**Task description**.
Return all lines of the records that contain the word "target".

**Record set**.
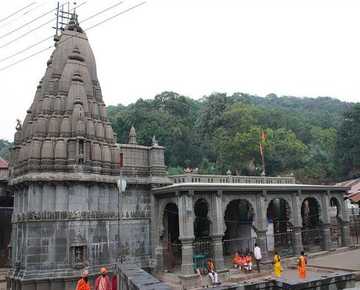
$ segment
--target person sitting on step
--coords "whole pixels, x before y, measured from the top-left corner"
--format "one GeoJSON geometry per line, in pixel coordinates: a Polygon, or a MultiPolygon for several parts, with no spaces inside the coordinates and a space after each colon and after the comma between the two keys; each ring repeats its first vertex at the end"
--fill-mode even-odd
{"type": "Polygon", "coordinates": [[[218,273],[215,272],[215,263],[214,263],[214,261],[209,259],[207,261],[207,267],[208,267],[208,273],[209,273],[209,277],[211,279],[211,283],[213,285],[220,284],[219,278],[218,278],[218,273]]]}

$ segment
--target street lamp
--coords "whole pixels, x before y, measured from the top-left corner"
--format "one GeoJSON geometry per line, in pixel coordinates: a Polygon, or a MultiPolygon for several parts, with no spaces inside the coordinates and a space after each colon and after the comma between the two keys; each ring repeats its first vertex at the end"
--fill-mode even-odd
{"type": "MultiPolygon", "coordinates": [[[[118,224],[117,224],[117,234],[118,234],[118,260],[120,258],[120,197],[121,195],[123,194],[123,192],[125,192],[126,190],[126,185],[127,185],[127,182],[126,182],[126,179],[123,178],[122,176],[122,168],[120,168],[120,176],[119,176],[119,179],[117,181],[117,187],[118,187],[118,190],[119,190],[119,196],[118,196],[118,214],[117,214],[117,220],[118,220],[118,224]]],[[[121,259],[121,262],[122,262],[122,259],[121,259]]]]}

**Answer area**.
--target person sitting on step
--target street lamp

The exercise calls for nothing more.